Your instructions
Rewrite the data below, replacing "innermost" with "most central" everywhere it occurs and leaving everything else unchanged.

Listed entries
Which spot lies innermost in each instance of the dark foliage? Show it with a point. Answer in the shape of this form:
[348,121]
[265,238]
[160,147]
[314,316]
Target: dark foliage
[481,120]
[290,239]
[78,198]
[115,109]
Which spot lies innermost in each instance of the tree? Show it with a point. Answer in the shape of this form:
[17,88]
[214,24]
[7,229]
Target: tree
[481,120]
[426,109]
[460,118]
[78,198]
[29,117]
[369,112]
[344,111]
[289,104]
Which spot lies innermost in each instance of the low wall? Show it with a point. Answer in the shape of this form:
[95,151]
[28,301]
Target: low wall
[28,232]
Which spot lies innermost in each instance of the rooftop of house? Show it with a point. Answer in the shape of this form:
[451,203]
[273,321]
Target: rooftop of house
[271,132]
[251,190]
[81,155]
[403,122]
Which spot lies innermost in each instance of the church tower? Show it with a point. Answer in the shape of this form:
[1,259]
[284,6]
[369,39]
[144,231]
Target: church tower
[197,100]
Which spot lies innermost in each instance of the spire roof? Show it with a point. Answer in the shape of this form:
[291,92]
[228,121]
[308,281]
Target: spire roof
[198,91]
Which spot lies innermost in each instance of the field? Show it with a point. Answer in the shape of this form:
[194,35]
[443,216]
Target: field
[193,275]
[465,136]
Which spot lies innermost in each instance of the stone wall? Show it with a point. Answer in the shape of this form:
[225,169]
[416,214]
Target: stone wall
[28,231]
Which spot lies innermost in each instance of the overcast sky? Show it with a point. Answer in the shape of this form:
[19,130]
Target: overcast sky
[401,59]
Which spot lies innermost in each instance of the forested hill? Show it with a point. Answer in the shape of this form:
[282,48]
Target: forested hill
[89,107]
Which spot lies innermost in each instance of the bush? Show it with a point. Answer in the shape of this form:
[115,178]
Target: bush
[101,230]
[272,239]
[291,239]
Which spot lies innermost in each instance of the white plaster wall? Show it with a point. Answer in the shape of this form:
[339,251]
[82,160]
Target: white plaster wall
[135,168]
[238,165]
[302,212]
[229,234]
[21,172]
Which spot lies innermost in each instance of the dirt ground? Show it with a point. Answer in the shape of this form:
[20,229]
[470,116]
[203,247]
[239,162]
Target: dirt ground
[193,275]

Expected answer
Which spot lies most central in each instance of the dark foliage? Show it with a point. Answer in the shape of this form:
[348,121]
[265,238]
[160,147]
[314,316]
Target: dark foliage
[481,120]
[290,239]
[78,198]
[115,109]
Which spot lies most central in each instance of the tree? Show it with a point. Answer in the shape of this form:
[17,88]
[214,24]
[7,229]
Target: tree
[481,120]
[426,109]
[460,118]
[78,198]
[29,117]
[369,112]
[344,111]
[289,104]
Which spot lies most central in each instance of the low wall? Show it with a point. Answer in the shape of this form:
[95,151]
[28,301]
Target: low wall
[28,232]
Which spot lies most central in each instance of the rooftop of house? Show it with a point. Answer in the shape of this form:
[451,203]
[273,321]
Target: rooftop of house
[271,132]
[251,190]
[81,155]
[403,122]
Which spot lies most central in each instance of the church tower? Show it with a point. Answer in the shape of this form:
[1,259]
[284,6]
[369,39]
[144,231]
Target: church tower
[197,100]
Which spot lies most central in each instance of the spire roof? Show it with a point. Answer in the shape of this form:
[291,92]
[228,121]
[308,281]
Target: spire roof
[198,91]
Which spot lies most central in each instance of the field? Show it with a point. Answer in the shape of this form:
[194,35]
[443,216]
Target: field
[193,275]
[465,136]
Which spot lies most central in each instance of the stone wall? Show it with a point. Answer in the shape of this form:
[225,169]
[416,214]
Target: stone wall
[28,231]
Which spot lies most central in each instance of the overcast sky? Show it with a point. Answer in the shape of this form:
[19,130]
Target: overcast sky
[401,59]
Which spot lies most central in each instance of the forested hill? Show it with a point. Answer in the shape of this form:
[282,48]
Target: forested hill
[89,107]
Which spot lies most central in each instance of the bush? Show it with a point. Answer in the shape of this form:
[115,178]
Target: bush
[101,230]
[272,239]
[291,239]
Which spot lies most central in each instance of the white plaster wall? Show it with a point. Answer in the shape of this form:
[339,251]
[82,160]
Target: white plaster wall
[135,168]
[238,165]
[302,212]
[229,234]
[21,172]
Which spot lies most central in each instance of the dirt ground? Show it with a point. Answer in the shape of this form:
[20,229]
[470,116]
[203,247]
[239,162]
Target: dirt ground
[193,275]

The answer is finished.